"""

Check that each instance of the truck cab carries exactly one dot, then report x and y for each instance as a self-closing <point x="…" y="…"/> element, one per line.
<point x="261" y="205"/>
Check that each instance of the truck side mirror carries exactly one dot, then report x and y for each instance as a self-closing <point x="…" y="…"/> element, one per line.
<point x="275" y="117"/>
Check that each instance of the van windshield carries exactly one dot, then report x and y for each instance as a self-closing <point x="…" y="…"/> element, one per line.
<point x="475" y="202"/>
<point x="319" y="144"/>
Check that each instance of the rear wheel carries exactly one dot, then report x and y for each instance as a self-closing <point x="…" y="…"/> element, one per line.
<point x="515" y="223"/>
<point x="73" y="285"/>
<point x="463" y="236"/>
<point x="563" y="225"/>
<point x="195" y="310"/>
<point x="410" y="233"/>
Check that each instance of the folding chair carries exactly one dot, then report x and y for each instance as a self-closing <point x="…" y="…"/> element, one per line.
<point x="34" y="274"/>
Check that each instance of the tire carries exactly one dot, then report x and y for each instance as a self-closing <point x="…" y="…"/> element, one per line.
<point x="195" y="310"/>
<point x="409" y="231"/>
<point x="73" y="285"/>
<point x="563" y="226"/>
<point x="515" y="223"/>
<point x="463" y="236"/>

"""
"""

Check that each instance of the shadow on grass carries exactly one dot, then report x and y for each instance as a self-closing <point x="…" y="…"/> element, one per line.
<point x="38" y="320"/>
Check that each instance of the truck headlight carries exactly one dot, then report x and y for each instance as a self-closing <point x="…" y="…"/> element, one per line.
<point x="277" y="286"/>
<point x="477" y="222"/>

"""
"""

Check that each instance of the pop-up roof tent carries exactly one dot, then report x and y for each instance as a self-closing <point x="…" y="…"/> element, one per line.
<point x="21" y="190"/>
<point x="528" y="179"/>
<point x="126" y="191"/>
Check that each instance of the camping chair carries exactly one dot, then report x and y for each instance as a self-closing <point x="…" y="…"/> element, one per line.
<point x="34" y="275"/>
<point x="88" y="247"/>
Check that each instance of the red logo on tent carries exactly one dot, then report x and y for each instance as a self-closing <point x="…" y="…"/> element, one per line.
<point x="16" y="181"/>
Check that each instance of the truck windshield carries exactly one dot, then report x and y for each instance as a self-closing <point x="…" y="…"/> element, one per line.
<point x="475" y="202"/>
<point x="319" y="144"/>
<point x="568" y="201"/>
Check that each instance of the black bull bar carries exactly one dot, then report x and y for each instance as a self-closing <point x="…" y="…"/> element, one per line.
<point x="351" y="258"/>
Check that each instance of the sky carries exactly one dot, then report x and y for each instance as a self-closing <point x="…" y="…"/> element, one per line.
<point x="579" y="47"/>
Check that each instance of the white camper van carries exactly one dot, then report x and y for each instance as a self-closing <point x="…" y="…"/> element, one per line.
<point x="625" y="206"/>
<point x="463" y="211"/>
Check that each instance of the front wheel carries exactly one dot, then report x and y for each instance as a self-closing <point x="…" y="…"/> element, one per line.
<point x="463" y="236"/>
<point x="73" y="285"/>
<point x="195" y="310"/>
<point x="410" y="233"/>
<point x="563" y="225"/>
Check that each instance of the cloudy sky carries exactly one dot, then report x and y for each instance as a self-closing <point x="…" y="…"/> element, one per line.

"""

_What the task requires_. Above this task is a listing. Restate, word for word and with nothing added, the lines from the one with "Check that each instance of the truck windshield" through the one with "Check that each instance of the cloudy".

_Task answer_.
Check that each instance of the truck windshield carries exactly one dot, then report x and y for each instance as a self-closing <point x="…" y="…"/> element, one per line.
<point x="475" y="202"/>
<point x="319" y="144"/>
<point x="568" y="201"/>
Check that each instance of the black bull bar carries exactly one dot, then report x and y for each instance as a self-closing <point x="…" y="…"/> element, one per line.
<point x="351" y="258"/>
Check that each instance of the sky carries exactly one dot, then report x and y for each instance as a self-closing <point x="…" y="…"/> element, one per line.
<point x="579" y="47"/>
Check that each instance of the white camper van carries exactly one dot, then report x and y for each instance as a self-closing <point x="…" y="…"/> element, one per line.
<point x="625" y="206"/>
<point x="463" y="211"/>
Check that each instance of the front wheel carries exactly one dot, then report x and y for each instance as a self-closing <point x="…" y="…"/> element, one per line.
<point x="463" y="236"/>
<point x="73" y="285"/>
<point x="195" y="310"/>
<point x="410" y="233"/>
<point x="563" y="225"/>
Check that each instance of the cloudy sky carries exactly one dot, then report x and y for each instance as a self-closing <point x="…" y="…"/> element, one per line.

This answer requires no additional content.